* **EXCERPTED TEXT**
28 Jun 2011

Beetroot babies

Beetroot babies

After yesterday's heat (33 degrees in London, apparently - a scorcher for the UK and quite uncomfortable - could do with a good thunderstorm to freshen the air), it was very pleasant to pop down to the veg patch in the evening (it would have been nicer if the flying ants weren't around).  The beet leaves have doubled in size over the past couple of weeks so I had a bit of a poke around to see how the roots are doing and saw that one or two have grown to golf ball sized and decided to pull them.  I didn't thin them this year, fully intending to lift the baby beets for eating by way of allowing the others more room to grow. (Monty D's influence, again!) I can't tell you which ones are which because, having planted three varieties in straight lines, a fox (probably) rummaged in the bed, scattering the seeds whilst digging.  The bright pink globes I know are Chioggia which have beautiful pale and dark pink rings.  The others could be Cheltenham Greentops or Perfect 3.  I'm leaning towards the Cheltenham because of the position in the raised bed, but I really wanted to do a taste test on the fully-grown vegetable and now won't know for sure; I wonder if I re-sowed now whether the crop would mature by autumn?

25 Jun 2011

Saturday Snap: Pond Life

I've been having a Dorothy moment this past week;  you know, the bit where the whirlwind picks her up and whirls her around until she's plonked down in Oz (on the witch). Well, I've been whirling here and there, squeezing in time for friends and visits from family, waiting in for repair men, catching up with the bookwork (essential, but OMG, yawn), working, baking (this, I suspect, was a diversion from the paperwork), crocheting, crafting (beaded bracelets while babysitting), repotting, weeding, etc, and have finally taken to carrying packets of seeds in my pockets so that I can sprinkle a few around even I only manage a few moments in the Veg Patch.  (Actually, a very effective tactic.)

* **A run of rows**
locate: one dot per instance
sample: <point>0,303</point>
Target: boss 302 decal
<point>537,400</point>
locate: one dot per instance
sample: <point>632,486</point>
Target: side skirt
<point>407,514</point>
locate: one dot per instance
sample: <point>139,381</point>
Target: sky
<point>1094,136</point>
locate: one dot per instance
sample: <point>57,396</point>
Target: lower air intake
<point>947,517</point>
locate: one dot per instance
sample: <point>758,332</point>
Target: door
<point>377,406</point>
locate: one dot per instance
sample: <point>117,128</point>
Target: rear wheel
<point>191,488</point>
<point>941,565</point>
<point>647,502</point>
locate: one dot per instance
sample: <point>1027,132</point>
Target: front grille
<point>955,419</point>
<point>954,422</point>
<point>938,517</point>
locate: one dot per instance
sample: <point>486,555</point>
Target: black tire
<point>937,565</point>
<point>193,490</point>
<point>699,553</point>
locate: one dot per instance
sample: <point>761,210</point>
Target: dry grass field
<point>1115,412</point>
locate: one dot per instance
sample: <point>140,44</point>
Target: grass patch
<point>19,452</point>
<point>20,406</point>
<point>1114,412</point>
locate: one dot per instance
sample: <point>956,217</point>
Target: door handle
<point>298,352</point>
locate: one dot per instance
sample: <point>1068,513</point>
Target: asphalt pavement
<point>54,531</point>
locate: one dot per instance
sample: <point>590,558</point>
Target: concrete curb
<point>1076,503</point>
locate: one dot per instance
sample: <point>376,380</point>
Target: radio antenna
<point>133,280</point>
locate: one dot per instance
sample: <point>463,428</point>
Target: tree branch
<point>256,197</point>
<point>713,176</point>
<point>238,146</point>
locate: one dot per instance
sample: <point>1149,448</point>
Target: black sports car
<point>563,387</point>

* **WORK TO COMPLETE**
1/ Using the garden blog text above the rows, decide whether each statement agrees with it, answering yes or no and quoting the words that settle it: (a) The writer thinned the beetroot this year. (b) The bright pink beetroot globes are Chioggia. (c) London reached 33 degrees the day before the beetroot post.
2/ According to the garden blog text, how many beetroot varieties were planted in straight lines?
3/ Write the next few sentences of the garden blog text, starting after its final sentence.

* **OUTPUTS BY TASK**
1/
(a) No: "I didn't thin them this year"
(b) Yes: "The bright pink globes I know are Chioggia"
(c) Yes: "33 degrees in London"

2/ Three varieties.

3/
So when I found the time to visit the City Farm on Tuesday (the sun came out), with a small charge in tow, it was soooo nice to lie on the sun-warmed wooden deck, next to the nature pond and quietly peer down into the dark murky depths to see if we could spot any tadpoles. We've been visiting on and off for a while now so I knew they would be there but I wasn't sure whether the tadpoles had become little frogs yet. (Science was never my strong subject.) 

At first there was little to see - some pond skaters and water boatmen, a few ripples and bubbles from under the water - but finally our patience and whispering were rewarded. This little guy floated up to the surface long enough for me to take a snap, before he slowly swum away and submerged.


I think it will be a few more weeks before any frogs are seen as he hasn't begun to get legs yet but the visit gave me the perfect excuse to stop whirling and lie still in this tranquil spot to watch and listen. Curious how the pond always seems to be a place of calm while the rest of the farm goes about its busy working day just a few metres away.

Now I've just got to whirl down to the Veg Patch as it's almost July (where did June go?) and I need to do another veg patch overview.

Toodle pip,
Caro x

P.S. More City Farm photos on Flickr and, in case you're wondering, I'm crocheting a granny square blanket, precisely because I can squeeze in a few stitches every now and then!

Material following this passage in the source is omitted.